What is needed » Copy out the lines of the data from the one containing "tree line along" through the one containing "top-left (0, 120), bottom-right (200, 199)", inclusive.

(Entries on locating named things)
☆ ☆ ☆ ☆
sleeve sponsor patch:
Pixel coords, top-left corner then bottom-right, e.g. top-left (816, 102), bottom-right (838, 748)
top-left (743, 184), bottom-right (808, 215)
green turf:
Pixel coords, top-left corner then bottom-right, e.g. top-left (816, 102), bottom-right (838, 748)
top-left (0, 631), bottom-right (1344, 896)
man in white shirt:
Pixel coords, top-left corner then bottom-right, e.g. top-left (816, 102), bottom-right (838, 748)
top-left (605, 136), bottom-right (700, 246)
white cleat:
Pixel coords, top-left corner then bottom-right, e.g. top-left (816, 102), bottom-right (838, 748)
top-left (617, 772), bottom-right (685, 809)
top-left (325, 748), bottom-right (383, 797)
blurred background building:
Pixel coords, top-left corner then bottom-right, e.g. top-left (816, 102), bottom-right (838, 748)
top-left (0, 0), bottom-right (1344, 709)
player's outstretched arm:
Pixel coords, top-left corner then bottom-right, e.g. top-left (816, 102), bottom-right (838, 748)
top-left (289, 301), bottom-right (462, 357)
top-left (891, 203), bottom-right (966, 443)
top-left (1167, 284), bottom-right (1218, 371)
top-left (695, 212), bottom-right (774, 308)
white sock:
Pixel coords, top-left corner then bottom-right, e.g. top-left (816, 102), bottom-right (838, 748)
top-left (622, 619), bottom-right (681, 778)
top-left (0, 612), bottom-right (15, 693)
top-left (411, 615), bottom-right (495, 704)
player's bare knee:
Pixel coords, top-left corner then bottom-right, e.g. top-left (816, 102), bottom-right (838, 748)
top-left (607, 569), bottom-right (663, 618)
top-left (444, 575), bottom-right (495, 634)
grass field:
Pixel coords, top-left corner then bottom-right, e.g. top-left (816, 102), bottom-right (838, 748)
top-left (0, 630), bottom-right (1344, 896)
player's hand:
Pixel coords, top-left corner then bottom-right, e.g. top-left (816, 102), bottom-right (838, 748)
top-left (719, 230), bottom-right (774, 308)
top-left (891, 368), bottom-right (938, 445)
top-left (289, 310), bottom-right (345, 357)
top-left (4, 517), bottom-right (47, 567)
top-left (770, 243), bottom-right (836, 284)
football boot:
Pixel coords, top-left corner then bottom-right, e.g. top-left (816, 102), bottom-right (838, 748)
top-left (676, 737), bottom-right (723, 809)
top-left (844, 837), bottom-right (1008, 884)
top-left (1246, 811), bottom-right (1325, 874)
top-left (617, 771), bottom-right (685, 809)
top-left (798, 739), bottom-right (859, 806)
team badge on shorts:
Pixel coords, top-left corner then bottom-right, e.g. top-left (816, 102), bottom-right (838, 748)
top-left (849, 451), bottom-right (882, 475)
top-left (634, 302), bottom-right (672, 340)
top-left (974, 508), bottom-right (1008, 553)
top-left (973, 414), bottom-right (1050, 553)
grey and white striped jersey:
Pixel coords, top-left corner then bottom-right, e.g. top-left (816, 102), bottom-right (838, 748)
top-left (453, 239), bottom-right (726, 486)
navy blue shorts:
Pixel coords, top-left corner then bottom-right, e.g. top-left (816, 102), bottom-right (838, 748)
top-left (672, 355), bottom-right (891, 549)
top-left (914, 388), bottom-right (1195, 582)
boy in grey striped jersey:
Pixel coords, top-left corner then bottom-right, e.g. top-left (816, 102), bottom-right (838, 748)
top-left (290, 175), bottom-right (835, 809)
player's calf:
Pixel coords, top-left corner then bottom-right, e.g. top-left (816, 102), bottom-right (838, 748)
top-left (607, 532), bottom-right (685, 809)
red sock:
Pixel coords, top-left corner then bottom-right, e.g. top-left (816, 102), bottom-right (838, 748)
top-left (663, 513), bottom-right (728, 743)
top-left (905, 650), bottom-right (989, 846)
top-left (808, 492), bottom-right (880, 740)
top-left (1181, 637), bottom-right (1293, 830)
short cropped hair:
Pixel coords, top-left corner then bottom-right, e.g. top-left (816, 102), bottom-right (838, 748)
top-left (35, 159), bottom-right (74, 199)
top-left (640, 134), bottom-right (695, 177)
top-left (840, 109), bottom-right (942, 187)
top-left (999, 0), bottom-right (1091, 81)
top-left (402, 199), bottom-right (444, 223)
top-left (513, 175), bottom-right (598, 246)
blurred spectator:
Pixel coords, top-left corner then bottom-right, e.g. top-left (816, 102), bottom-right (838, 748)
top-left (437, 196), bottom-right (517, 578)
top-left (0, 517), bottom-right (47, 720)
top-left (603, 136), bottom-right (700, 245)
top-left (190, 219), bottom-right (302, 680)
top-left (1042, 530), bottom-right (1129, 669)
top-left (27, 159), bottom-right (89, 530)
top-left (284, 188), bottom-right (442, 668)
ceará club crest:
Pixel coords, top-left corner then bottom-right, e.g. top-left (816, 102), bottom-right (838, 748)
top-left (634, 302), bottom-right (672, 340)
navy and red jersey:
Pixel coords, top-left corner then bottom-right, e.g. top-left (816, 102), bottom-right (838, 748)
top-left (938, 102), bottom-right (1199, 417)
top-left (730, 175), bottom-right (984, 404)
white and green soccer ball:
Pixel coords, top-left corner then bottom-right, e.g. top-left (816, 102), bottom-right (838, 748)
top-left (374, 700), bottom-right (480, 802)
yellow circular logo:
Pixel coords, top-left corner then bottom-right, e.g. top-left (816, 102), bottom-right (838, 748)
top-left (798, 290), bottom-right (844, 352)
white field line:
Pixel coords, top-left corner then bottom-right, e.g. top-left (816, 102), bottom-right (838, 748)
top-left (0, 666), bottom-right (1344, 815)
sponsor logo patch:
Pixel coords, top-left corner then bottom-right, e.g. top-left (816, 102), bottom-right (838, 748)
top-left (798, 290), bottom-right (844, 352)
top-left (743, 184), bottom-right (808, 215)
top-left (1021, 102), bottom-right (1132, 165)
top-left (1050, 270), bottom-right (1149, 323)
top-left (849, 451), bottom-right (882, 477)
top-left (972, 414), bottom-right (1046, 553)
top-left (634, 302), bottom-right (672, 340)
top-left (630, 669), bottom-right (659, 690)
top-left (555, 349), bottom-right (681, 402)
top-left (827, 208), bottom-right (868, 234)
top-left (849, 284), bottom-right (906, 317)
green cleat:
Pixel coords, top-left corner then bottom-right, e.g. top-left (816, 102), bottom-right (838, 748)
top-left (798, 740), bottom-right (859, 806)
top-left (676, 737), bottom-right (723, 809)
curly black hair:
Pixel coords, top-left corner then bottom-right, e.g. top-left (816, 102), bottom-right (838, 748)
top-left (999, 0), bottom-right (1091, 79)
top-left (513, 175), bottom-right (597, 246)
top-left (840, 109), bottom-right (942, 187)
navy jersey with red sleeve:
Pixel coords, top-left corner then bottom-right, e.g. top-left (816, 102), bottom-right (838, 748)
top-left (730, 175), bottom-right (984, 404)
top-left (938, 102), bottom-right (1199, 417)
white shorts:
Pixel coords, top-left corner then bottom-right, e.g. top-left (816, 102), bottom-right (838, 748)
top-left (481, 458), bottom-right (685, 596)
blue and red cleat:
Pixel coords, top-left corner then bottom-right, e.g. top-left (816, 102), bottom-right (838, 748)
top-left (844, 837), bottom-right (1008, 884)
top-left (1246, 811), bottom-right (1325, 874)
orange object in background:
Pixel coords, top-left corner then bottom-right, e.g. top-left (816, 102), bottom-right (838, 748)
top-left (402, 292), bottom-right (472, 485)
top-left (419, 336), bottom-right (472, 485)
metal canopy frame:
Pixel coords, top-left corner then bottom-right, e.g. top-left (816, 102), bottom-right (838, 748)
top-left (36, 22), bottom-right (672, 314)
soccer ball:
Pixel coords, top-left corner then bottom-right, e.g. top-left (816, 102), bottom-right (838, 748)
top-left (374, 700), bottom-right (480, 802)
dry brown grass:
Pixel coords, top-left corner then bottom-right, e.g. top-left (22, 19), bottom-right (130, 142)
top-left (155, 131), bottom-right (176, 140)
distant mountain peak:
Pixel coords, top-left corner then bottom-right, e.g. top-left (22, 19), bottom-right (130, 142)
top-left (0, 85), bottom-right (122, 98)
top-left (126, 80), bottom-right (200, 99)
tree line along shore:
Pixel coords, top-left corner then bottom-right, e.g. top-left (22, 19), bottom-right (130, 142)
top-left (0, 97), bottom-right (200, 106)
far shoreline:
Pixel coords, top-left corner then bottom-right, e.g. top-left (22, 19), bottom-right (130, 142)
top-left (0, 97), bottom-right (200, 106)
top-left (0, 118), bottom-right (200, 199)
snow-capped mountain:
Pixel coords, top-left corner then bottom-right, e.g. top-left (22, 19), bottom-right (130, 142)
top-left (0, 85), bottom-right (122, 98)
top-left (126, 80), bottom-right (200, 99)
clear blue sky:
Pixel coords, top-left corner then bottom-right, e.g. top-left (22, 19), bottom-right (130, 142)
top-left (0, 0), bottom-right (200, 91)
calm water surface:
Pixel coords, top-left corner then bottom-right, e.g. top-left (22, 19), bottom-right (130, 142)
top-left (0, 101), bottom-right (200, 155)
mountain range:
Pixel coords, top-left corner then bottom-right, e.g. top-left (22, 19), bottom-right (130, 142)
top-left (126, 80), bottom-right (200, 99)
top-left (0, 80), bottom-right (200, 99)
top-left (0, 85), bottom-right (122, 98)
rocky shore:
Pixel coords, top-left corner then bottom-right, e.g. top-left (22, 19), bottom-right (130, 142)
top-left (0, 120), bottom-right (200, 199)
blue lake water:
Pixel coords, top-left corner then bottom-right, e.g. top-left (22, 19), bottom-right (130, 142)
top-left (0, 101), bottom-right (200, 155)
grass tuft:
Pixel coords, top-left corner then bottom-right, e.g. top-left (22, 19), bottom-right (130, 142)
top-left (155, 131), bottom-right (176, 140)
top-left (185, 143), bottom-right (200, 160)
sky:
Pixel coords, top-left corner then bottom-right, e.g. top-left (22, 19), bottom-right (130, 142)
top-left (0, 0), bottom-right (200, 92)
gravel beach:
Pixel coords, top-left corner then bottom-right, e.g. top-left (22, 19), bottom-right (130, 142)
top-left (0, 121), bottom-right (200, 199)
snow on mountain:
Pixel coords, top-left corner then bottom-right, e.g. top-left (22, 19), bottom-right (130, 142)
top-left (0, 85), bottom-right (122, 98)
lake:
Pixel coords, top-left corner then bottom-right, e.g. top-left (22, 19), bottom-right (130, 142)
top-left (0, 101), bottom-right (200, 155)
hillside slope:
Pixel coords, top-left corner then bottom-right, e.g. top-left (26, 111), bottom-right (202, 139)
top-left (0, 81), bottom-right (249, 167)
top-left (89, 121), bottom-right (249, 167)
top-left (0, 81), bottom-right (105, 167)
☆ ☆ ☆ ☆
Result of this task »
tree line along shore:
Pixel coords, top-left corner then bottom-right, e.g. top-left (22, 19), bottom-right (130, 142)
top-left (0, 97), bottom-right (200, 106)
far shoreline:
Pixel coords, top-left corner then bottom-right, e.g. top-left (22, 19), bottom-right (130, 142)
top-left (0, 97), bottom-right (200, 106)
top-left (0, 118), bottom-right (200, 199)
snow-capped mountain:
Pixel coords, top-left corner then bottom-right, e.g. top-left (22, 19), bottom-right (130, 142)
top-left (0, 85), bottom-right (122, 98)
top-left (126, 80), bottom-right (200, 99)
clear blue sky:
Pixel coords, top-left corner then bottom-right, e.g. top-left (22, 19), bottom-right (130, 142)
top-left (0, 0), bottom-right (200, 91)
calm water surface:
Pixel coords, top-left corner then bottom-right, e.g. top-left (22, 19), bottom-right (130, 142)
top-left (0, 101), bottom-right (200, 155)
mountain range:
Pixel coords, top-left corner then bottom-right, e.g. top-left (22, 19), bottom-right (130, 142)
top-left (126, 80), bottom-right (200, 99)
top-left (0, 80), bottom-right (200, 99)
top-left (0, 85), bottom-right (122, 98)
rocky shore:
Pixel coords, top-left corner then bottom-right, e.g. top-left (22, 19), bottom-right (130, 142)
top-left (0, 120), bottom-right (200, 199)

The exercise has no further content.